Texto de lectura.
>>>>

Tampoco prosperó la de Trump, más cauto a la hora de ponerle precio. “Groenlandia no está en venta”, repuso su primer ministro, Kim Kielsen. Telón para la fugaz negociación entre un país enorme con islas de diversos tamaños y un país pequeño cuya capital, Copenhague, se encuentra en la isla de Selandia. Las otras islas, la inmensa Groenlandia y la diminuta Feroe, entre el Reino Unido, Noruega e Islandia, componen el reino. Trump puso el ojo en Groenlandia, peñasco helado con valor geoestratégico y científico entre el Ártico y el Atlántico, rico en recursos naturales, donde viven apenas 56.000 personas.

<<<<

Tareas a realizar.
A) ¿Puedes repetir palabra por palabra el fragmento del texto sobre Groenlandia que comienza con las palabras que contienen "Tampoco prosperó la" y termina con "apenas 56.000 personas."?
B) ¿Podrías retomar el texto sobre Groenlandia y seguir escribiéndolo desde el punto en que se detiene?

Ítems proporcionados.
>>>>

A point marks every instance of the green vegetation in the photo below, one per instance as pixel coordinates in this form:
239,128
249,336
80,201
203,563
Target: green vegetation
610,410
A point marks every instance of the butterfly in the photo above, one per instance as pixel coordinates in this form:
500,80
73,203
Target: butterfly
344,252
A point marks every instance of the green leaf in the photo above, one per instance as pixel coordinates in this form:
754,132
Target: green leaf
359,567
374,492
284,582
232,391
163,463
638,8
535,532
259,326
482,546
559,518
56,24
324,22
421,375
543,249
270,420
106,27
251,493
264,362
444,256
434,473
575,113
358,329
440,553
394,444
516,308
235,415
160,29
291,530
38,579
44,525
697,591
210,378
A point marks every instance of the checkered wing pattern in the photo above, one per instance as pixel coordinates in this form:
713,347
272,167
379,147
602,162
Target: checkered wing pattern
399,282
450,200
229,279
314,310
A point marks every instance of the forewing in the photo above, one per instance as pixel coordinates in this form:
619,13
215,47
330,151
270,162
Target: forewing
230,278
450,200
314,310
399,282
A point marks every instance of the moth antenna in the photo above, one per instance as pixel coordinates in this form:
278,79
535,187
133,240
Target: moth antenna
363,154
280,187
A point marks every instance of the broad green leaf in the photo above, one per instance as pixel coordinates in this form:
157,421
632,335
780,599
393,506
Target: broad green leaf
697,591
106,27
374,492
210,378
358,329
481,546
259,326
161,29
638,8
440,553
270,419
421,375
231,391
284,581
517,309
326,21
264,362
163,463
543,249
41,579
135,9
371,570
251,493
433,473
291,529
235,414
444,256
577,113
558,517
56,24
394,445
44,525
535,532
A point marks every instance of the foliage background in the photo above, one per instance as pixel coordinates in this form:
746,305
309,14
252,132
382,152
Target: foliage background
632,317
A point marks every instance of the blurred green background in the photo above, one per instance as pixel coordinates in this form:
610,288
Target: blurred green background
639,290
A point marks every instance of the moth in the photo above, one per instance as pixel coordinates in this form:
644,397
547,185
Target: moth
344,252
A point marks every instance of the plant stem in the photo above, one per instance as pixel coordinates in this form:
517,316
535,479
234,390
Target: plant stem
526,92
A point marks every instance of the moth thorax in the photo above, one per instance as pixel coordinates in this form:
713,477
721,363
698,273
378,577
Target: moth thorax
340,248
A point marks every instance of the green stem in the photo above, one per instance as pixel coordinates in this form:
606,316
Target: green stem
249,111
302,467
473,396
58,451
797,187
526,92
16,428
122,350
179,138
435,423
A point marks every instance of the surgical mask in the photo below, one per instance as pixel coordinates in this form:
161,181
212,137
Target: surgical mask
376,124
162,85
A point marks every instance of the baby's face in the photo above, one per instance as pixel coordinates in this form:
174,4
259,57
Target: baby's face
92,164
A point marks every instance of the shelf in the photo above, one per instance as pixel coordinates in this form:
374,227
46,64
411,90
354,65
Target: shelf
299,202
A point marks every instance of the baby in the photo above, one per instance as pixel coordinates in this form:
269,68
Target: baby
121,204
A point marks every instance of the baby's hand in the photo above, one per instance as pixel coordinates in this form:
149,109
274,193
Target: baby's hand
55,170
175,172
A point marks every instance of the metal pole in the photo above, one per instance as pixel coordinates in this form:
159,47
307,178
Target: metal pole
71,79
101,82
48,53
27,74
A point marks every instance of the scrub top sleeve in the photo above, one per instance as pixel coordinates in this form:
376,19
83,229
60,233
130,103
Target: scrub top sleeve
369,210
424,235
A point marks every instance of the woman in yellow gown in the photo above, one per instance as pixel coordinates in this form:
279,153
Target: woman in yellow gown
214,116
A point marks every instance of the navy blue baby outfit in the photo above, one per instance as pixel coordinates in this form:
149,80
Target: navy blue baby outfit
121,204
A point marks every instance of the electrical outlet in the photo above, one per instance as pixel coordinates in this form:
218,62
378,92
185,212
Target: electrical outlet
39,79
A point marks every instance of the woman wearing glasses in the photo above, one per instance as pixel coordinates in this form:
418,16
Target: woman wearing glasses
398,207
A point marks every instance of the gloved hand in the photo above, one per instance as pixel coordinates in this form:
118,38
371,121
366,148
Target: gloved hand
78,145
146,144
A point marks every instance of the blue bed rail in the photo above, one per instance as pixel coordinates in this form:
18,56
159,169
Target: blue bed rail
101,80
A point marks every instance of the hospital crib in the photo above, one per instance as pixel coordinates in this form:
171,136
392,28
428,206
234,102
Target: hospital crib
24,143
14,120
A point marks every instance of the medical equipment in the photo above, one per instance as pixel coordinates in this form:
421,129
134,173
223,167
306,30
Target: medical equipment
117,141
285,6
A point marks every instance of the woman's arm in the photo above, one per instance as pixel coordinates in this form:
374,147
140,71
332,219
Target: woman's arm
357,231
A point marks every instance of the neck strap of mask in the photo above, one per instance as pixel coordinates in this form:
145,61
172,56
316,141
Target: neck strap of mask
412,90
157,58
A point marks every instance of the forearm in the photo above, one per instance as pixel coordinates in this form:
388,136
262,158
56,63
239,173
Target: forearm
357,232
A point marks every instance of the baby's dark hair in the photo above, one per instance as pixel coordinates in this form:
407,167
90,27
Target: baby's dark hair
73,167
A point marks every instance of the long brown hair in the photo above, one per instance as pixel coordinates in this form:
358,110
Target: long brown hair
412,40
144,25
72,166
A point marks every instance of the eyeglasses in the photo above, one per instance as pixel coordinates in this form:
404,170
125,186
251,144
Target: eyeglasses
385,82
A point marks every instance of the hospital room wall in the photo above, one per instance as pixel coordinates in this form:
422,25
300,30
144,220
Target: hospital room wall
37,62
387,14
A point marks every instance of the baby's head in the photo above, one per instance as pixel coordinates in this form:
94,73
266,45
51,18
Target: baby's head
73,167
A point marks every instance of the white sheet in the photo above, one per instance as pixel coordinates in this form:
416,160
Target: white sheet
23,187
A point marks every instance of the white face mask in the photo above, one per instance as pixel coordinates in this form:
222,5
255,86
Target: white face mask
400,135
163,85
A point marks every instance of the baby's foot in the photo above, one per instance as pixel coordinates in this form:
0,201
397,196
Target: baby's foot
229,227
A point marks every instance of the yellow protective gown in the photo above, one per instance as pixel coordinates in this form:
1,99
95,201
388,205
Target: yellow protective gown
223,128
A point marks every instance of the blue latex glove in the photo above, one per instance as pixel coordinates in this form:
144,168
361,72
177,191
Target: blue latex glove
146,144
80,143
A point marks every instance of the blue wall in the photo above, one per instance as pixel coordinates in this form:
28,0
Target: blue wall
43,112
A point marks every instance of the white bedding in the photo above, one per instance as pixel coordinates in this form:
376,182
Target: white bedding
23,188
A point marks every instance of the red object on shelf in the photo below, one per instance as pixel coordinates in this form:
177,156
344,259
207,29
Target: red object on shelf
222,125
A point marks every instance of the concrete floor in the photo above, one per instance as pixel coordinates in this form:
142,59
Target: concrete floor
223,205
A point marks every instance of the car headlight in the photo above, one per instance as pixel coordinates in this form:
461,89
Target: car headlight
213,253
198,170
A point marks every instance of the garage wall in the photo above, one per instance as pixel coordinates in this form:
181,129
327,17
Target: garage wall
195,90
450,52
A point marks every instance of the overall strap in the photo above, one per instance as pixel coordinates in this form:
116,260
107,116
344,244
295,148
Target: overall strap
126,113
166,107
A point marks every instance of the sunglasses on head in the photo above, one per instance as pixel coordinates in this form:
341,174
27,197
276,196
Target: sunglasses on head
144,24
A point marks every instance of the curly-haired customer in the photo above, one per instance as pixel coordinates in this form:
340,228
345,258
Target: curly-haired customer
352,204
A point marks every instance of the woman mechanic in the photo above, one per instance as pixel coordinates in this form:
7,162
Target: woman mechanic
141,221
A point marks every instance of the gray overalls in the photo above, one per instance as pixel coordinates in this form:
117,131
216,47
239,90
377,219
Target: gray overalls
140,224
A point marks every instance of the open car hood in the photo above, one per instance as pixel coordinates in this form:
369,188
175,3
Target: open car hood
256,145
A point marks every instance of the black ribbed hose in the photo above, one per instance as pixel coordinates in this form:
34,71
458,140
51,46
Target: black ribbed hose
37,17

<<<<
>>>>

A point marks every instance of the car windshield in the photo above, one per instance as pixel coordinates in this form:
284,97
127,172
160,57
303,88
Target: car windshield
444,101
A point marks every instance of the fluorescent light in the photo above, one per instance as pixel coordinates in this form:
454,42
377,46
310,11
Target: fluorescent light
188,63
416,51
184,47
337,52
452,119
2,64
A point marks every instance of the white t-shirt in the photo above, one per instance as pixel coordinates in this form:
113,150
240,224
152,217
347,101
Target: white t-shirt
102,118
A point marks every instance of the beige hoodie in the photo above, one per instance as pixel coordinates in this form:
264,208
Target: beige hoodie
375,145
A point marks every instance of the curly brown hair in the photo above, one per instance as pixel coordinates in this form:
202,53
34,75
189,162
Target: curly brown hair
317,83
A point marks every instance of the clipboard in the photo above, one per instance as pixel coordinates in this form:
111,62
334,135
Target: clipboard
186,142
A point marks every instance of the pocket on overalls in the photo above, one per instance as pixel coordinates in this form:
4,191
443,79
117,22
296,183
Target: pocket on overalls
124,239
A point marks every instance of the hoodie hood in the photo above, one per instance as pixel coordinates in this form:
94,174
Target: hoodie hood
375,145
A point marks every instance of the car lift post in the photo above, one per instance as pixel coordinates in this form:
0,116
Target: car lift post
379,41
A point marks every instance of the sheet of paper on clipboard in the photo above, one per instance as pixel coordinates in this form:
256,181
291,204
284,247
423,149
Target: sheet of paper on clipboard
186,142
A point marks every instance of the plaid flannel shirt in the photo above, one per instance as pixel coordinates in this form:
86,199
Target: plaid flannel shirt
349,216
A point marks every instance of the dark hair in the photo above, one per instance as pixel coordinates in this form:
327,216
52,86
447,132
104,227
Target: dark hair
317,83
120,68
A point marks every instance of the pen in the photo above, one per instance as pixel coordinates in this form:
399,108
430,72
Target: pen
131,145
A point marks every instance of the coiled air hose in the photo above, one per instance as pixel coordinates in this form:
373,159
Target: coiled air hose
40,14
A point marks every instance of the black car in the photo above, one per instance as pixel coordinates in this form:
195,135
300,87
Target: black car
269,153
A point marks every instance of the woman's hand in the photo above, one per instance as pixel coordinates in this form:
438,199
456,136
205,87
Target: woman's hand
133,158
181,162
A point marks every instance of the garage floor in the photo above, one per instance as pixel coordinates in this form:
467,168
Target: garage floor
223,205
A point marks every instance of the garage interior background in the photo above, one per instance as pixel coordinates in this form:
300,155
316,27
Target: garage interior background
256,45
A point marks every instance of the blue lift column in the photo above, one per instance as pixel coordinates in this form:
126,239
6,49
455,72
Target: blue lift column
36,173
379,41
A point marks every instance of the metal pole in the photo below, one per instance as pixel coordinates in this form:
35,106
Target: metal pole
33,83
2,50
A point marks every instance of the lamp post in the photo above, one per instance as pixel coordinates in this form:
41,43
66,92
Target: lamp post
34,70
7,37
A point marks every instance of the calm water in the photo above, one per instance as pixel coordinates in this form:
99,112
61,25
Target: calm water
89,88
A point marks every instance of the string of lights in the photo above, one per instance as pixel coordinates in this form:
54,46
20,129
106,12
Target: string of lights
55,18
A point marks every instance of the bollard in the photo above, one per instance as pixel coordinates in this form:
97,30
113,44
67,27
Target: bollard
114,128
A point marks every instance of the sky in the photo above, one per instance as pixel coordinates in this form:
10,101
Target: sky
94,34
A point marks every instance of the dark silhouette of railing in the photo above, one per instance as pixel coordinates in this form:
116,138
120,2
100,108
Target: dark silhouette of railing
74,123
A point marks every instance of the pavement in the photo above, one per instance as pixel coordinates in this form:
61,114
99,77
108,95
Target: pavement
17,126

<<<<
>>>>

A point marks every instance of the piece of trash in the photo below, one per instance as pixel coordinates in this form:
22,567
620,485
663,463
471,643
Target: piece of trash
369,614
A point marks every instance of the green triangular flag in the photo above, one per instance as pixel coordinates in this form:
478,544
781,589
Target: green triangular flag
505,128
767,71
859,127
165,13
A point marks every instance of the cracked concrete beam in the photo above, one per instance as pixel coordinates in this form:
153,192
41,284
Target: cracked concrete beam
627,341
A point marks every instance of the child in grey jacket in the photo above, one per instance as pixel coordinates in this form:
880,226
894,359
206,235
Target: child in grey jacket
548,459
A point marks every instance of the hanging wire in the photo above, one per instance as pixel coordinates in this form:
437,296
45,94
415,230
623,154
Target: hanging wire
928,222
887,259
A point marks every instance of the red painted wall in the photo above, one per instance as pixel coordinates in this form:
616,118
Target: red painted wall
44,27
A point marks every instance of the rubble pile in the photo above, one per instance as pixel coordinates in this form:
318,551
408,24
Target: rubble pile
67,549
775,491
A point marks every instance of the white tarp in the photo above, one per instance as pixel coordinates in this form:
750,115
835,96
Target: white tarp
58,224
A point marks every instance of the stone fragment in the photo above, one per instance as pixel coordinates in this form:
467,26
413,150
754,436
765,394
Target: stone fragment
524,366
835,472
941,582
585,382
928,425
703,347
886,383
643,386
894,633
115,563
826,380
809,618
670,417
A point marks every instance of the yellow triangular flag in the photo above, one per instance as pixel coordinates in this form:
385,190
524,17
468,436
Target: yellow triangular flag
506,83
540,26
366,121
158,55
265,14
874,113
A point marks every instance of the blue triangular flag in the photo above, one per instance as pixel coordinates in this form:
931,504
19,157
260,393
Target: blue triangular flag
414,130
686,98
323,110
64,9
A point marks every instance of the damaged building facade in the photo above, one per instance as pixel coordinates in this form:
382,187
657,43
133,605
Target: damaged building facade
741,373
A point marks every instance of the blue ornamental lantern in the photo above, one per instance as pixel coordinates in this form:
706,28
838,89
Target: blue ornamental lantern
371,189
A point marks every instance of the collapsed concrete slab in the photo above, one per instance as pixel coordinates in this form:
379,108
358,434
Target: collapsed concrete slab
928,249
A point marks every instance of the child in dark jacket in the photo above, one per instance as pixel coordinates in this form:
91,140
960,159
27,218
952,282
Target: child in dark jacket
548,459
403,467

<<<<

Respuestas por tarea.
A)
Tampoco prosperó la de Trump, más cauto a la hora de ponerle precio. “Groenlandia no está en venta”, repuso su primer ministro, Kim Kielsen. Telón para la fugaz negociación entre un país enorme con islas de diversos tamaños y un país pequeño cuya capital, Copenhague, se encuentra en la isla de Selandia. Las otras islas, la inmensa Groenlandia y la diminuta Feroe, entre el Reino Unido, Noruega e Islandia, componen el reino. Trump puso el ojo en Groenlandia, peñasco helado con valor geoestratégico y científico entre el Ártico y el Atlántico, rico en recursos naturales, donde viven apenas 56.000 personas.

B)
¿Era una broma del 1 de abril (Día de los Inocentes en varios países) fuera de temporada?, como lo interpretaron algunos políticos daneses. No parece. Estados Unidos compró gran parte de su territorio. En efectivo. El pionero ha sido Nueva York, el Estado de Trump, descubierto por Giovanni da Verrazzano, navegante florentino al servicio de Francia, en 1524. Un siglo después, en 1624, la compañía holandesa de las indias occidentales fundó allí Nueva Amsterdam. En dos años, el gobernador, Peter Minuit, compró la isla de Manhattan a los indios carnasie por 60 florines (24 dólares, como mucho).

Resultó ser una estafa. No del gobernador Minuit, sino de los indios carnasie. La isla pertenecía a otra tribu. En 1664, barcos de Inglaterra, en guerra contra los Países Bajos, echaron anclas frente a sus costas. En honor al duque de York, Nueva Amsterdam pasó a ser Nueva York. Por el Tratado de Breda, firmado al final de la guerra, en 1667, los Países Bajos cedieron Manhattan y sus alrededores a Inglaterra. Recibieron a cambio Surinam (ex Guayana Holandesa).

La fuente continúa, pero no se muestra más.